■ **What you have to do**
From the essay below on the creative muse, list the things that the ability to create lets a person act upon the world in ways unique to.

■ **Source text**
-*-

Making Sense of my Muse (Part 1)

Regardless of the form of art that one seeks to create, there is a process that they will follow to open the creative channels for what they want to express, or perhaps more accurately, for that which seeks expression through them. Just the other day, I was asked by a friend about the creative process behind my writing and after giving it some thought, my mind turned to the principal role that my source of creativity (what is sometimes referred to as a or the muse) plays in enabling my writing. Given that I am currently in the process of researching for my second book, with my writing on it to commence next year, his probing provided a pertinent opportunity to reflect on how I go about the task, and perhaps refine my writing routine. When it comes to my writing, I am not one who has really ever thought about strategies to optimise the process because that has never been my focus, but the process itself does interest me very deeply, hence me wanting to explore it here and perhaps draw out some useful insights.

The more that I have partaken in writing over the years, the more I have experienced it as a calling that is central to my life purpose. At no stage have I ever felt that I chose it as something to pursue for either intrinsic or extrinsic rewards, and a more accurate characterisation of how I came to engage with it is that it chose me as a dance partner. The labels that could be given to the source of this vocation, or the one who calls to us or chooses us to find life in a particular domain, are numerous, and I think that God, our spirit or the universal life force are all apt descriptors of it. A fundamental feature of that source energy is its creative capacity. To be animated by it is to be endowed with the ability to create, or act upon the world in ways that are unique to our disposition, talents, native interests and the moment in time that we are born into. Here, it is worth appreciating that being by its essence, necessitates or mandates doing, for without a purpose for being that determined and meaningful action gives expression to, there is no reason for its existence.  

Through no effort or conscious desire of my own, I am drawn to writing, I love it, and there is no other outlet, other than perhaps speaking about the things I write about, that gives me the feeling that I am manifesting my greatest possible contribution to the world of which I am a part. Of all the potential things that I could have possibly been drawn to, or have a natural capacity for, it is this art that weaves together who I am with the need that the world has for my being. While some may just reduce this integral association down to randomness, I think that what that perspective misses is the intentionality and purpose that is so clearly present from having an internal orienting force that moves one towards something in a meaningful way. Were it just something I inherited from my parents DNA, like their physical features or personality traits, it would be unsurprising, yet, there is very little in my family history to suggest that I would grow up to be a writer.

-*-

■ **Provided information**
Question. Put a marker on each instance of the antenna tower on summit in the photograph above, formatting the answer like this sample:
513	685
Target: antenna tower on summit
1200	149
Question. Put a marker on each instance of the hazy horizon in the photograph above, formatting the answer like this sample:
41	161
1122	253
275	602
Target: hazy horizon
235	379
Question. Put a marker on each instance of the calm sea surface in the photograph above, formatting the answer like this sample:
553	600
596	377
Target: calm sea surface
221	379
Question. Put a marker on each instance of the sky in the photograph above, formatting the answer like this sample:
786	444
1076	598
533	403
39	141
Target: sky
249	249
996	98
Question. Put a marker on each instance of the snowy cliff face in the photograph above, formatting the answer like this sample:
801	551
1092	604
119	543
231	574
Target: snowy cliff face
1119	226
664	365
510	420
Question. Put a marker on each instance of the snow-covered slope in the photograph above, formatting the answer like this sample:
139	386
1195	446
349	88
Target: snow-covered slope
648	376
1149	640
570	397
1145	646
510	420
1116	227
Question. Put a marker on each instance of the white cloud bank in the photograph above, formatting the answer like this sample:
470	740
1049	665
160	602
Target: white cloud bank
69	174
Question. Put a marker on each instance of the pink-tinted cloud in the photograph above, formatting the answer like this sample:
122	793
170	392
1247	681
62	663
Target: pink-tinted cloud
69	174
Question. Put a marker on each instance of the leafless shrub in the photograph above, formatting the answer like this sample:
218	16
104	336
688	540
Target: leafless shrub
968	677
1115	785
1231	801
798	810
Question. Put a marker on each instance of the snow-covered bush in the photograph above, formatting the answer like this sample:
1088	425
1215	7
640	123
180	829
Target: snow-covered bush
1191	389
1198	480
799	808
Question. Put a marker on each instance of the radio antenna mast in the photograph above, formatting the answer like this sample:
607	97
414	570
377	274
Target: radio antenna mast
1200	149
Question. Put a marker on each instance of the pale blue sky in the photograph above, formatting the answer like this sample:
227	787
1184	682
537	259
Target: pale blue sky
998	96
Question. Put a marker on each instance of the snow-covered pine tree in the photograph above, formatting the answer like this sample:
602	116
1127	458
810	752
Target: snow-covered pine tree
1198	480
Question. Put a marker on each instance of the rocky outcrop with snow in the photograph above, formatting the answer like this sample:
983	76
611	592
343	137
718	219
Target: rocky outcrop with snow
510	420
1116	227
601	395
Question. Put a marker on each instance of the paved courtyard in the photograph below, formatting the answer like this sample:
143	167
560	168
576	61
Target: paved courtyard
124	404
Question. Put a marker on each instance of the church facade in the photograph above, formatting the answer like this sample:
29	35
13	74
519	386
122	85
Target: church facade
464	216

-*-

■ **Answer space**
- disposition
- talents
- native interests
- the moment in time that we are born into